* begin Page text *

Found this site: http://choosealicense.com

I guess there is no reason to not pick the strongest copyleft (gnu) license.
Salgare
Center for Advanced Studies
Gallente Federation
#2 - 2016-08-23 16:56:30 UTC
Also, any help of how to handle CCP license would be appreciated. i.e. logo's required on gui's, reference in source file headers, reference in source root (i.e. license.md's, copy.md's etc.)
Dragonaire
Here there be Dragons
#3 - 2016-08-24 19:03:14 UTC
GPL is usually best and what I've used. If you are looking to release something that is more of an library that a tool or an app might look at LGPL. I decided it was a better fit for Yapeal when I was looking at the same thing.

As far as the CCP licensing I haven't really dealt with that since I'm not doing any kind of app or anything but made sure you've read through the third party licensing stuff from them and work on the principal that it's better to over do copyright notices etc than to under and you should be okay. Hopefully someone else that has done front-end apps can step in with some more ideas here.

Finds camping stations from the inside much easier. Designer of Yapeal for the Eve API. Check out the Yapeal PHP API Library thread.

* end Page text *
* begin Information provided *

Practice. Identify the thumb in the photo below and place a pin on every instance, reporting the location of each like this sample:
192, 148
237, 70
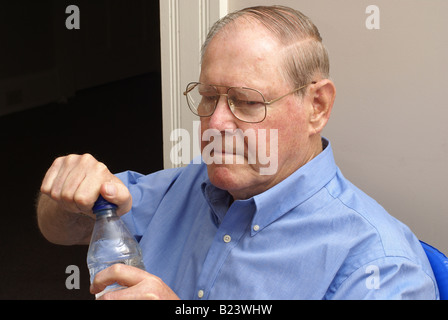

* end Information provided *

Pick up the forum thread on choosing a software license and continue it after its final line.

The reply »
Salgare
Center for Advanced Studies
Gallente Federation
#4 - 2016-08-25 02:00:19 UTC
Dragonaire wrote:
GPL is usually best and what I've used. If you are looking to release something that is more of an library that a tool or an app might look at LGPL. I decided it was a better fit for Yapeal when I was looking at the same thing.

As far as the CCP licensing I haven't really dealt with that since I'm not doing any kind of app or anything but made sure you've read through the third party licensing stuff from them and work on the principal that it's better to over do copyright notices etc than to under and you should be okay. Hopefully someone else that has done front-end apps can step in with some more ideas here.


Thanks Dragonaire, I noticed you were using the lgpl. I ended up going with this as well. If I understand it correctly, what this means is that any additions/modifications to forked code must give that fork the same licenses, but that the code using said fork can be what ever license it desires. Thus the blood line of the original improves and is available to all, but others using it are not locked down.

In working on github, I found they will host a static domain web server for you and its very easy to use. I went with the "master gh-pages branch" method, which is really cool/easy simply push to the branch and it publishes.

I simply captured some info from posting here that I want to remember/fix up later, but I got my licensing, copyright, twitter, email and now domain all fixed up ... check it out:


https://timpanogos.github.io/crestj - static hosted
https://github.com/timpanogos/crestj - see readme links everything up
Dragonaire
Here there be Dragons
#5 - 2016-08-25 18:09:14 UTC
Yeah it let's them license their app however they like but they have to give back and make sure to let people know about the license on your project which seems a good balance for what I was doing. Looking at what your doing it's also seems like a good match to me.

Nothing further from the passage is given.